• **WHAT TO WORK ON**:
With the records below as your source, retype each line exactly from the top down to the line that contains "TARGET = wooden shutter", and include that line.

= Beginning of Section =

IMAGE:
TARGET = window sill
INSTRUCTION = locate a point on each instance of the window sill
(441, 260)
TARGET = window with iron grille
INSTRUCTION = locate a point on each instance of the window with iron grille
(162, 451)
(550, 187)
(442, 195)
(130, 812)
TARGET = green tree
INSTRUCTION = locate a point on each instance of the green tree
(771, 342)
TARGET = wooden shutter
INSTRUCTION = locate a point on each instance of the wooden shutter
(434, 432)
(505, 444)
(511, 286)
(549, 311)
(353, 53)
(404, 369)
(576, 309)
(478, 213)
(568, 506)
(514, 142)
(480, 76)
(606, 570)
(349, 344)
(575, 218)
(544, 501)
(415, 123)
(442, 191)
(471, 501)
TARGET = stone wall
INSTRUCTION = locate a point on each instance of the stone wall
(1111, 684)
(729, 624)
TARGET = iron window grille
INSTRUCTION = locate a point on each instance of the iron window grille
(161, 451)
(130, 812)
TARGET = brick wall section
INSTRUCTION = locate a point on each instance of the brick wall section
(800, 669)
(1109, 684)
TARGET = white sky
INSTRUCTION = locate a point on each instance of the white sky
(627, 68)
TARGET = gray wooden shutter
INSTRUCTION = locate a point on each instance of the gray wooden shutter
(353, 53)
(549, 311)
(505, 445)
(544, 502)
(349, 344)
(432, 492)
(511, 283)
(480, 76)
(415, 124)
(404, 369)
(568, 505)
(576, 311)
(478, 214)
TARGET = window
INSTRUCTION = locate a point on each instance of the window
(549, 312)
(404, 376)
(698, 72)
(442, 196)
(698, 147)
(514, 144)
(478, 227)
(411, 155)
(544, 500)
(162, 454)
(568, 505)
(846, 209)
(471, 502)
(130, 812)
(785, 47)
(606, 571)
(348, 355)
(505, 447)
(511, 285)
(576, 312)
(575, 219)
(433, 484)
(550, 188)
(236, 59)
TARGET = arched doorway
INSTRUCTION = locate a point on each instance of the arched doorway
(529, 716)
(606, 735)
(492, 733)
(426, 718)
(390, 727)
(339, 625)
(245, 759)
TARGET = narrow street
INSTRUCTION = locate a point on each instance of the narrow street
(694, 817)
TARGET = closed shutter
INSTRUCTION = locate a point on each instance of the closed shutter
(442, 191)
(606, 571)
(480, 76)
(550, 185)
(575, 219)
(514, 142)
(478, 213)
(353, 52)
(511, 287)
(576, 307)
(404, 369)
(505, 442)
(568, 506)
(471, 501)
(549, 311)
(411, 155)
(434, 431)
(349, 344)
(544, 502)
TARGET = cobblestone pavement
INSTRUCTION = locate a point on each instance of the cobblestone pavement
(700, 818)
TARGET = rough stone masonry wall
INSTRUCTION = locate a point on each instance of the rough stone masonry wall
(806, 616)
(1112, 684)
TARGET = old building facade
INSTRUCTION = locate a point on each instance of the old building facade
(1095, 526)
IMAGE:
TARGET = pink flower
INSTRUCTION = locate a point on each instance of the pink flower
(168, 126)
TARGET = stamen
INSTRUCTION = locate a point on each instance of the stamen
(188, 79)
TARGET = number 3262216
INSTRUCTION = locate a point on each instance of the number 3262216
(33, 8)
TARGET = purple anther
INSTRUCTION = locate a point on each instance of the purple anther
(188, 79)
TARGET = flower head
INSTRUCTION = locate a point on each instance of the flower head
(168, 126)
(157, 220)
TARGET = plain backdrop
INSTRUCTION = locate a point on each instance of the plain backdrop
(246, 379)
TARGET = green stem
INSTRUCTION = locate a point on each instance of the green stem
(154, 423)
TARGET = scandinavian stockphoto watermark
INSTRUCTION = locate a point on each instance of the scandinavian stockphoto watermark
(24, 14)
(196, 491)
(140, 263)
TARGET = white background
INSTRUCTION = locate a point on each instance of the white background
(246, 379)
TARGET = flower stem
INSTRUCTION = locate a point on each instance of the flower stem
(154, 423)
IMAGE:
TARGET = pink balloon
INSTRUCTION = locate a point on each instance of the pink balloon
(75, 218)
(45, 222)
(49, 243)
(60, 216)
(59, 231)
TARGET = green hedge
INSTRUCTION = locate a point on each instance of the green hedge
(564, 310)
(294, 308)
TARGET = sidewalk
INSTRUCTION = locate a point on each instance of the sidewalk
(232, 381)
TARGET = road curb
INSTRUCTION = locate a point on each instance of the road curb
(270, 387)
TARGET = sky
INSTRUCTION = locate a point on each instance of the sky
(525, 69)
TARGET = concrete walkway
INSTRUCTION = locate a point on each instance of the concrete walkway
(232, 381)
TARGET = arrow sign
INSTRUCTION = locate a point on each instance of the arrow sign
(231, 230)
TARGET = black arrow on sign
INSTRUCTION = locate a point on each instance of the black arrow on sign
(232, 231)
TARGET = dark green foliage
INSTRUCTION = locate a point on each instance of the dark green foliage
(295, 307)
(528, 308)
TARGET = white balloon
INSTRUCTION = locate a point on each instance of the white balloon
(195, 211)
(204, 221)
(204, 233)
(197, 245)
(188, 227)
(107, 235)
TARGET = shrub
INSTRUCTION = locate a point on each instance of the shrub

= End of Section =

• **ANSWER SECTION**:
IMAGE:
TARGET = window sill
INSTRUCTION = locate a point on each instance of the window sill
(441, 260)
TARGET = window with iron grille
INSTRUCTION = locate a point on each instance of the window with iron grille
(162, 451)
(550, 187)
(442, 195)
(130, 812)
TARGET = green tree
INSTRUCTION = locate a point on each instance of the green tree
(771, 342)
TARGET = wooden shutter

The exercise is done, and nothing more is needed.